=== Excerpted passage ===
To date, I have not found other references to “mutton cucumbers” in early modern books. Cucumbers were sometimes thought of as food only for livestock due to their undesirable humoral properties (described below). Hence the variant spelling “cowcumber” and perhaps the “mutton” designation used here.

The Recipe

recipe for pickled cucumbers in manuscript

To pickell mutton Cowcumbers

Take the fairest of your younge xx

cowcumbers, and wipe them very

dry, then make your pickell, with

halfe water and halfe vineger

and some parings of the worst of

the cowcumbers, and let it boyle

very well, then let it coole, and

strayne it into your vessell

then put in your cowcumbers

and cast a pinte of oyle oliue one

the topp, and couer them close

the oyle keeps it without any

creame on the top, that when

you use any they shall not

take winde.

The image of wind blowing into the pickling vessel and disrupting the contents is provocative. However, cucumbers are also potentially troubling in other ways. Renaissance dietaries frowned upon the cucumber because of its impact on the body’s humors. As Albala puts it, they were “[c]onsidered among the most harmful vegetables because of their cold and moist qualities, physicians usually recommended that they only be eaten in the summer by people who were naturally hot” (29). Pickling these potentially dangerous vegetables would have altered their cold quality through the addition of salt, sour vinegar, and spices. Although this recipe is not particularly spicy, other pickle recipes include long pepper, cloves, and fresh herbs.

Updated Recipe

10 small cucumbers

2 c water

1 ½ c white wine vinegar

½ c apple cider vinegar

1t salt

¼ c olive oil

Wash the cucumbers. Slice one. Arrange the others in a large, clean jar.

Bring the vinegar, water, sliced cucumber, and salt to a boil. Pour this brine over the cucumbers in the jar.

Pour ¼ c olive oil on top.

Let sit at room temperature for 24 hours. Then refrigerate. The pickles will keep for a few weeks using this method.

Delicious or dangerous, pickling helps cucumbers last beyond the harvest. Crunchy and sharp, these pickles are delicious alongside a sandwich or paired with cheese and charcuterie. The blend of apple cider and white vinegar creates a tangy, substantial brine.

Sealing the jar with oil appears effective at room temperature as well as in the refrigerator. I would hazard a guess that it worked at cellar temperature as well. I’d never thought to seal a jar this way and this piece of information about preservation was my major takeaway from preparing the pickles. Give it a try if you grow or buy too many cucumbers this summer!

To Pickle Purslane or Littice stalks

Purslane is a bitter, wild, edible plant. In June, I didn’t know what it looked like: Now I see it growing in the cracks of sidewalks and spreading out in abandoned flower pots every time I leave my house for a walk. Today, I’m sharing a recipe “To Pickle Purslane or Littice stalks” with you.
===
» **Task brief**
Answer these questions about the pickled cucumber text above:
1. In the manuscript recipe, how much olive oil goes on top of the cucumbers?
2. According to the quotation from Albala, when and by whom did physicians recommend cucumbers be eaten?
3. In the updated recipe, how long do the pickles sit at room temperature before refrigeration?
=== Listing ===
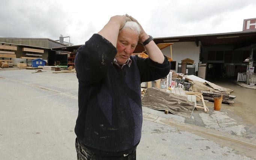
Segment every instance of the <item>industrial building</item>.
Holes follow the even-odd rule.
[[[242,31],[155,37],[154,40],[157,44],[172,43],[170,47],[164,48],[162,51],[172,59],[171,69],[176,72],[181,71],[182,61],[188,59],[193,62],[185,66],[188,74],[196,75],[206,79],[235,78],[238,73],[246,72],[248,67],[256,66],[253,61],[256,59],[256,53],[253,54],[256,47],[256,24],[253,23],[253,20],[256,21],[245,20]],[[67,37],[61,36],[59,41],[63,42],[63,38]],[[0,38],[0,52],[14,53],[16,58],[11,60],[14,63],[27,61],[29,58],[41,58],[46,60],[49,65],[54,65],[56,61],[59,61],[60,65],[74,65],[75,55],[82,45],[70,46],[70,40],[66,43],[65,44],[48,39]],[[3,47],[4,46],[16,46],[17,49],[17,49],[7,50]],[[134,53],[141,53],[145,50],[139,43]],[[3,59],[0,61],[8,59],[1,56],[3,54],[1,53],[0,58]],[[250,57],[252,58],[250,62],[244,62]]]

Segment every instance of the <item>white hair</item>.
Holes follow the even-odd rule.
[[[138,34],[139,35],[140,34],[140,26],[137,23],[132,21],[126,22],[124,25],[120,29],[119,31],[127,27],[132,30],[138,32]]]

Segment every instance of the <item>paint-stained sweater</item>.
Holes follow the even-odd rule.
[[[117,51],[94,34],[78,49],[78,113],[75,131],[91,149],[122,152],[137,144],[142,124],[140,84],[166,76],[170,64],[131,56],[130,67],[113,63]]]

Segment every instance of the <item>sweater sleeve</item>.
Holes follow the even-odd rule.
[[[154,62],[149,58],[143,58],[136,56],[141,82],[152,81],[161,79],[170,72],[171,64],[164,56],[162,64]]]
[[[89,85],[100,80],[111,65],[117,52],[107,40],[94,34],[80,47],[75,59],[77,77]]]

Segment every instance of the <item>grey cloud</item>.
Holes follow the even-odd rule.
[[[65,34],[65,13],[56,3],[6,1],[0,6],[0,36],[49,38]],[[32,6],[33,3],[36,3]],[[14,6],[13,4],[15,4]]]

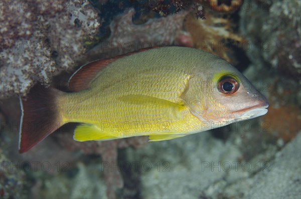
===
» **Solution**
1. A pint.
2. Only in the summer, by people who were naturally hot.
3. 24 hours.